SELECTED TEXT →
*** Begin section ***
Pass the butter, please! Nothing makes mashed potatoes even more creamy and delicious than a generous addition of butter. Unfortunately, this tasty high-fat additive comes at a high cost. Heartburn. Fatty foods such as butter and certain vegetable oils increase the risk of heartburn.  


Speak with your primary care doctor about occasional heartburn prevention so you can enjoy the foods you like in moderation. See a gastroenterologist if you experience heartburn regularly and:

  • Have a family history of gastrointestinal conditions
  • Have swallowing issues or weight loss
  • Acid reflux does not go away from diet changes



What fall foods can I eat or drink if I have heartburn?

Apple cider
is a refreshing and popular fall drink. Apple cider is low in acidity, so it may not cause a bad case of heartburn. Apple cider is also rich in polyphenols, a natural antioxidant that eases inflammation in your body and has a variety of other digestive health benefits, including relief from constipation or irritable bowel syndrome. Apple cider can also help relax your gut, which can help promote healthier digestion. 


Related content: Understand ulcerative colitis and gain control of your gut.
*** End section ***
Stored data entries
*** Begin section ***
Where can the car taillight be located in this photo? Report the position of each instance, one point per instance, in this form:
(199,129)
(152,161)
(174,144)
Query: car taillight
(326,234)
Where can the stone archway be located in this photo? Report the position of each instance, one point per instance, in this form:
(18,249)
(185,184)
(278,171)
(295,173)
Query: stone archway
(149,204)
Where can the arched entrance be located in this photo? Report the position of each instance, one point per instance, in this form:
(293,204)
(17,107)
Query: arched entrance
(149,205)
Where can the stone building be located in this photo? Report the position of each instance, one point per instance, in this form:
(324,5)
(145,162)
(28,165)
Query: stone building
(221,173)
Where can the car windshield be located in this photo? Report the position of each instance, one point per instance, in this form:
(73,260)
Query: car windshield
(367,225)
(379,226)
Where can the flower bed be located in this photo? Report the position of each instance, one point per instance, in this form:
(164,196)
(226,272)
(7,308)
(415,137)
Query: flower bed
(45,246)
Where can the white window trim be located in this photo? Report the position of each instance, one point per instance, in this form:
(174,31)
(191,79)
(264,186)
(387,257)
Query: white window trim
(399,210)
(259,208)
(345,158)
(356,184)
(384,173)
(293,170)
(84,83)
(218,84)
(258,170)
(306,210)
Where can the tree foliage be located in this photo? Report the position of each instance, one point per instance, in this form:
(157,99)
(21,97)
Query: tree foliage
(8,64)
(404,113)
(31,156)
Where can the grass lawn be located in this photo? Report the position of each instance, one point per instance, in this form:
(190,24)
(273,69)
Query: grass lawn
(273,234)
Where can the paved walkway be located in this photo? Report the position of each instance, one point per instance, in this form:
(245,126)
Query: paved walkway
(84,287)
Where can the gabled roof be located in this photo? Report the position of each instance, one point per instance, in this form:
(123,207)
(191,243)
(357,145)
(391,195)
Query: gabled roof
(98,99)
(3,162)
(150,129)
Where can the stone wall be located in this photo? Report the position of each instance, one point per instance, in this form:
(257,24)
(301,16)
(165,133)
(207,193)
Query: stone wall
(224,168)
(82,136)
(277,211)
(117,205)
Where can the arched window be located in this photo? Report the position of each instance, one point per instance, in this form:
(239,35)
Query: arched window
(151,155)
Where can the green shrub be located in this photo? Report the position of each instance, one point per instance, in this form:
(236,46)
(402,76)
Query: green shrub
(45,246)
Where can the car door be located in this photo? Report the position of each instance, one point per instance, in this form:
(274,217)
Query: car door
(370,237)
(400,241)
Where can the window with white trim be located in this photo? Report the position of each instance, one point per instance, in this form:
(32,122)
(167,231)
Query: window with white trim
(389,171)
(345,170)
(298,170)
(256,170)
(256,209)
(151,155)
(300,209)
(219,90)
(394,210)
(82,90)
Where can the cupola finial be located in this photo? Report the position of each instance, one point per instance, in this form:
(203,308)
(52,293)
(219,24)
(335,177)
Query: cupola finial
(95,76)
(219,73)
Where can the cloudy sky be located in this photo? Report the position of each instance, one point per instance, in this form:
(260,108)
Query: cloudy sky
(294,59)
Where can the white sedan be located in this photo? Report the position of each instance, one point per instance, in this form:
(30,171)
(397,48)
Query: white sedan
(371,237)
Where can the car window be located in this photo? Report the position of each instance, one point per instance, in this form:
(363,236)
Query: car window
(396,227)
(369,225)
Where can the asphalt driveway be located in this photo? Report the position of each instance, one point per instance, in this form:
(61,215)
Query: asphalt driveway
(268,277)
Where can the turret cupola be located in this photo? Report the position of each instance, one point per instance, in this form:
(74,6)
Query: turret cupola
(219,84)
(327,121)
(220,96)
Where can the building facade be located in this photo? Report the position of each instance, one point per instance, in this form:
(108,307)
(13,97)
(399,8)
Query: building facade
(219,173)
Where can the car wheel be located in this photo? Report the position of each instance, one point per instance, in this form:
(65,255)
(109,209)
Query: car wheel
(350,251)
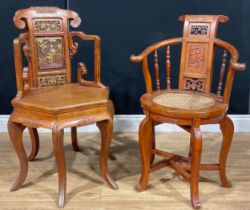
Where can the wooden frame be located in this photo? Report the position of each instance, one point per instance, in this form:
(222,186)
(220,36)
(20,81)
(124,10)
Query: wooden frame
(202,34)
(45,96)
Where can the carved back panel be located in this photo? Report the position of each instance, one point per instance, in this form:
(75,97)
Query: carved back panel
(46,46)
(198,51)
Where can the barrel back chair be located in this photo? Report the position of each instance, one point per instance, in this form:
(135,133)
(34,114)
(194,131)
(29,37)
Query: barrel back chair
(190,105)
(46,96)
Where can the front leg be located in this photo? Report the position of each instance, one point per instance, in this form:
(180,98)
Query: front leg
(227,128)
(196,149)
(35,143)
(15,132)
(106,129)
(57,136)
(146,143)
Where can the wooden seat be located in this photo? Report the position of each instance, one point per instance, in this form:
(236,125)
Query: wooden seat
(74,97)
(191,105)
(46,96)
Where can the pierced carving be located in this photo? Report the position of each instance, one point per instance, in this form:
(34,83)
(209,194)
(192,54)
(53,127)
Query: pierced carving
(222,72)
(47,25)
(51,80)
(199,30)
(196,58)
(50,53)
(45,9)
(194,84)
(73,48)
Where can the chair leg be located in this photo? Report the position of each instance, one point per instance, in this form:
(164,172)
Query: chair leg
(153,143)
(227,129)
(35,143)
(15,132)
(74,139)
(57,136)
(196,147)
(106,130)
(145,141)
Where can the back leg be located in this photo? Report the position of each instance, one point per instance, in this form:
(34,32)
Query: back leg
(35,143)
(15,132)
(74,139)
(227,129)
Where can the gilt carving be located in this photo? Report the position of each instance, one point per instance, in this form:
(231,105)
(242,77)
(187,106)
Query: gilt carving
(196,58)
(194,84)
(47,25)
(50,53)
(199,29)
(51,80)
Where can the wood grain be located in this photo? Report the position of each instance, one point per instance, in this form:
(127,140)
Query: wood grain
(87,191)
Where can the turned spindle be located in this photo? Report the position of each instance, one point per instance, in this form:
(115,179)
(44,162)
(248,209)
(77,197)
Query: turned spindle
(156,66)
(222,71)
(168,67)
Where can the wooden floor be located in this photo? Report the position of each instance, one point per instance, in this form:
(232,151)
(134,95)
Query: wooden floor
(86,190)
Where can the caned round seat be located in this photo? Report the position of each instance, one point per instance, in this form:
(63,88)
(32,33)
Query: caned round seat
(184,100)
(185,104)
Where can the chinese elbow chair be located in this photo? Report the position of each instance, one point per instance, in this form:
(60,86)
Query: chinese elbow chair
(191,105)
(47,98)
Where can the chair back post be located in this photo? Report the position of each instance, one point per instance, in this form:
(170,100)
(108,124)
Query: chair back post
(197,55)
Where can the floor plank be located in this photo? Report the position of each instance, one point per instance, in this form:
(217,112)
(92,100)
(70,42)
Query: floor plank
(86,190)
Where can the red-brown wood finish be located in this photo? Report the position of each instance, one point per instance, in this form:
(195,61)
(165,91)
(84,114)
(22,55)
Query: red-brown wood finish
(196,70)
(45,95)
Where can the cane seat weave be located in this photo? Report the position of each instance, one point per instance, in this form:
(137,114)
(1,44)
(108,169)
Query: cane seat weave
(184,101)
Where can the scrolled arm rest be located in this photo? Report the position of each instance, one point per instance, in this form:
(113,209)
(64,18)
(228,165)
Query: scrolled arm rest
(238,66)
(97,53)
(150,49)
(21,72)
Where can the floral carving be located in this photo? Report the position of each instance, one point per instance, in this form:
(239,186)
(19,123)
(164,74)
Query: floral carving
(51,80)
(47,25)
(199,30)
(50,53)
(196,58)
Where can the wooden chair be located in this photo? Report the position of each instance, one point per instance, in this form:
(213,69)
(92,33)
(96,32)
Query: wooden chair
(191,105)
(45,95)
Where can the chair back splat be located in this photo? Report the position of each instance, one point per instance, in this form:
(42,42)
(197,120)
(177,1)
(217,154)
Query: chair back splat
(197,54)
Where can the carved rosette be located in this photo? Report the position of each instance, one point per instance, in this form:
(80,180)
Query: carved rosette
(50,52)
(194,84)
(46,26)
(196,58)
(51,80)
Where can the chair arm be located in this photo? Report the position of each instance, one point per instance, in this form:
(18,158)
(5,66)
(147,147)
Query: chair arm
(155,46)
(21,71)
(97,54)
(238,66)
(234,54)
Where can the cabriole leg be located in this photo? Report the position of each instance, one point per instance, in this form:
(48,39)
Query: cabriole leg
(35,143)
(196,148)
(74,139)
(145,141)
(227,129)
(57,136)
(106,130)
(15,132)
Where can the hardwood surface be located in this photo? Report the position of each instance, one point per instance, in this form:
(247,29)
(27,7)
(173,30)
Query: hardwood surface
(86,189)
(196,72)
(45,96)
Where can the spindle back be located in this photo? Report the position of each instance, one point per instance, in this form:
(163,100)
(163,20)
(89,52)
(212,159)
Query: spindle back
(197,55)
(198,42)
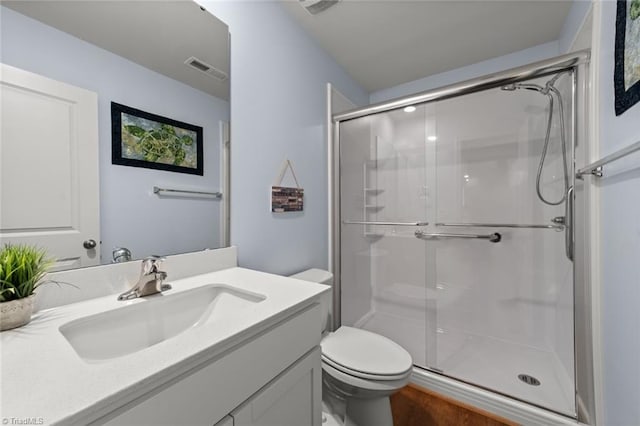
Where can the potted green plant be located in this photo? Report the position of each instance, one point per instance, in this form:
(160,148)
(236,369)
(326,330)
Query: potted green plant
(22,270)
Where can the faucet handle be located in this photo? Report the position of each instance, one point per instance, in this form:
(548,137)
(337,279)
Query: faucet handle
(151,263)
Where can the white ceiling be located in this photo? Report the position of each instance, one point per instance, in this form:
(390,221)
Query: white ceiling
(383,43)
(158,35)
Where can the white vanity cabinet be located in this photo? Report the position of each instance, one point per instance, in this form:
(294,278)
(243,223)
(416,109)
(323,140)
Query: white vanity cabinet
(291,399)
(272,378)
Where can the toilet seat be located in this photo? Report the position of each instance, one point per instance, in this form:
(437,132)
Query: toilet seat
(365,355)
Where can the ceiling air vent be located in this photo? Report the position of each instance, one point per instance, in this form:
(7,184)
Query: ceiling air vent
(316,6)
(210,70)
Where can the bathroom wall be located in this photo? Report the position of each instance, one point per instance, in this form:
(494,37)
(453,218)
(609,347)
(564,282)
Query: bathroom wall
(523,57)
(572,26)
(620,243)
(126,197)
(278,92)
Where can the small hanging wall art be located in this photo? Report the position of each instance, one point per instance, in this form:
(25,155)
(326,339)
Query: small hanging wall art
(286,199)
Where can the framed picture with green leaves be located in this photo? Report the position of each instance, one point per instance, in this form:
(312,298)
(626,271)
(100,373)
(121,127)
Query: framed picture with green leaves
(142,139)
(626,76)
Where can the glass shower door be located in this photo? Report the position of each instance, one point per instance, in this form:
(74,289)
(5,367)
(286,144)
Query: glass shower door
(496,312)
(384,197)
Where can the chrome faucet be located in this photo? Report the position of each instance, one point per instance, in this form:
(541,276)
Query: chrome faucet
(150,281)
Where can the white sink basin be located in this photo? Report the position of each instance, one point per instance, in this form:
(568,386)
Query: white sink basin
(151,320)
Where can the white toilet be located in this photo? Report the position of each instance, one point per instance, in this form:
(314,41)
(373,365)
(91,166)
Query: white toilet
(360,370)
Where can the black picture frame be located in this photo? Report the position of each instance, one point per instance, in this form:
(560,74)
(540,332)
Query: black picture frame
(624,98)
(180,144)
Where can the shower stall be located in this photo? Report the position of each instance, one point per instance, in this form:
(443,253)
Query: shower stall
(452,229)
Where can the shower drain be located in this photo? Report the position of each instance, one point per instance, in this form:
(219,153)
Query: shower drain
(530,380)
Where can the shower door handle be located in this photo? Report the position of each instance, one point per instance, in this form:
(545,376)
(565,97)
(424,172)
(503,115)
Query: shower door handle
(568,226)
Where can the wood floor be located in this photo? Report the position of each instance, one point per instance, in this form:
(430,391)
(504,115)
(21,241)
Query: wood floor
(415,406)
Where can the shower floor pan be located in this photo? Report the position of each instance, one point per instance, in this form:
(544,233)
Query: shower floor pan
(486,362)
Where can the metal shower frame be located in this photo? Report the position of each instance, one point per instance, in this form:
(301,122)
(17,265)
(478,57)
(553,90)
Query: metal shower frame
(568,62)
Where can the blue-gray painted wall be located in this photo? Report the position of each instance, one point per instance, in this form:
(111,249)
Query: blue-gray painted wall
(278,108)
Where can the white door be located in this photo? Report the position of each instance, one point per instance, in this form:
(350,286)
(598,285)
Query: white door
(49,184)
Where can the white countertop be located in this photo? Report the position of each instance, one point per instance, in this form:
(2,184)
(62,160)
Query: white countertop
(42,377)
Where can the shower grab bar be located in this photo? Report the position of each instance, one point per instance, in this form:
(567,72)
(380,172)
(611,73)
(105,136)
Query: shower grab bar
(494,238)
(158,190)
(595,168)
(502,225)
(362,222)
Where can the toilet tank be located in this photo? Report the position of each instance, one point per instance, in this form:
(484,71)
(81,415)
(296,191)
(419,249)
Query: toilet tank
(322,277)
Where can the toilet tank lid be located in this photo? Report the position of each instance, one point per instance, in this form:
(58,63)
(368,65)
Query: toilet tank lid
(315,275)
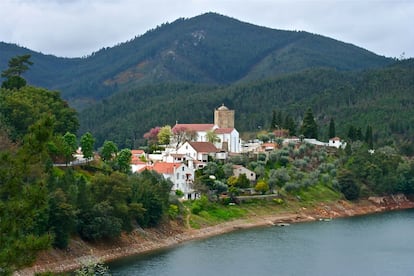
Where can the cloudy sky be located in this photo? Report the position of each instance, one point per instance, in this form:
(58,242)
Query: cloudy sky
(74,28)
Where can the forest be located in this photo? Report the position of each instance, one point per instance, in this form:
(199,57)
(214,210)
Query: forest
(381,98)
(206,49)
(42,205)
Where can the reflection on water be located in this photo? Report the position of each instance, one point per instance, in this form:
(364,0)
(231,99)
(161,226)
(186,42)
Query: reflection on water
(381,244)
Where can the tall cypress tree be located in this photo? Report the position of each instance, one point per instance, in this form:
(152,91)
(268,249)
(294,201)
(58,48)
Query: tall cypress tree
(332,132)
(309,127)
(368,137)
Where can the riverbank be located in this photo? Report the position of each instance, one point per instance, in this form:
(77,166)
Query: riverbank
(145,240)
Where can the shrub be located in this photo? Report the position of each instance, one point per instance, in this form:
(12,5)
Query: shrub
(173,211)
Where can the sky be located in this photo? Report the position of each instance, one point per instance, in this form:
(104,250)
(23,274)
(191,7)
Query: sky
(77,28)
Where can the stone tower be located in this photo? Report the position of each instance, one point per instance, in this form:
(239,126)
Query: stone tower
(224,117)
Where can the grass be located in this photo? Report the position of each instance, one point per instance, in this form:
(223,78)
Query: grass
(210,214)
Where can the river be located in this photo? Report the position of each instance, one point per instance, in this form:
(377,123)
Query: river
(380,244)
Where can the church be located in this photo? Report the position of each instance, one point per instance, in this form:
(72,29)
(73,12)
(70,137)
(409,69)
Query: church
(223,127)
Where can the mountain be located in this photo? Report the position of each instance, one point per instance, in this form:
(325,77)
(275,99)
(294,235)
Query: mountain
(207,49)
(382,98)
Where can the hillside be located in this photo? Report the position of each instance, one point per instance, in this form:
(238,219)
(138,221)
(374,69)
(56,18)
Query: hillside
(382,98)
(207,49)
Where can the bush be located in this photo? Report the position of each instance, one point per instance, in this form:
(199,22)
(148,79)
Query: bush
(173,211)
*** End section ***
SET OF TASKS →
1) List the three circumstances in the heartburn passage that call for seeing a gastroenterologist in addition to having regular heartburn.
2) Reproduce the heartburn passage starting at "Speak with your" and ending at "promote healthier digestion.".
3) Take the heartburn passage further from the point where it stops.

EXPECTED OUTPUTS →
1)
- Have a family history of gastrointestinal conditions
- Have swallowing issues or weight loss
- Acid reflux does not go away from diet changes

2)
Speak with your primary care doctor about occasional heartburn prevention so you can enjoy the foods you like in moderation. See a gastroenterologist if you experience heartburn regularly and:

  • Have a family history of gastrointestinal conditions
  • Have swallowing issues or weight loss
  • Acid reflux does not go away from diet changes



What fall foods can I eat or drink if I have heartburn?

Apple cider
is a refreshing and popular fall drink. Apple cider is low in acidity, so it may not cause a bad case of heartburn. Apple cider is also rich in polyphenols, a natural antioxidant that eases inflammation in your body and has a variety of other digestive health benefits, including relief from constipation or irritable bowel syndrome. Apple cider can also help relax your gut, which can help promote healthier digestion.

3)
Pumpkin oatmeal cookies. Your guests can leave their heartburn worries at the door when they enter your home for a fall gathering! Because oatmeal is dense in fiber, it helps to maintain healthy levels of stomach acid, which makes it a great and safe choice for heartburn sufferers. The fiber in oatmeal also works to keep your stomach feeling full, allowing you to indulge, but not too much, while still feeling satisfied from a delicious-tasting cookie.

Decaffeinated ginger tea can offer you a warm and comforting feeling during the chilly fall season while allowing you to avoid heartburn symptoms. Ginger root is one of the most commonly eaten dietary condiments in the world, according to the National Library of Medicine. Ginger has been used as a therapeutic and medicinal plant for thousands of years and can be eaten in a variety of ways. Ginger has been used to relieve indigestion and nausea and has anti-inflammatory properties. It is a member of the plant family that includes cardamom and turmeric.

Fall harvest salad with butternut squash. Leafy greens like spinach and lettuce are packed with fiber, which is great for keeping stomach acid levels low. These mild greens are also alkaline, so they won’t cause gas. Butternut squash is rich in vitamin C and high in fiber, so it will keep you feeling full. Just avoid adding citrus, onions or high-fat oils to this light fall fare so as not to trigger heartburn or acid reflux symptoms.

Roasted pumpkin puree. Keep the heartburn at bay and opt to have some delicious pumpkin. Commonly mistaken as a vegetable, this beta carotene-rich fruit has a wide variety of health benefits. Beta carotene is an antioxidant that the body turns into vitamin A to help keep our organs strong.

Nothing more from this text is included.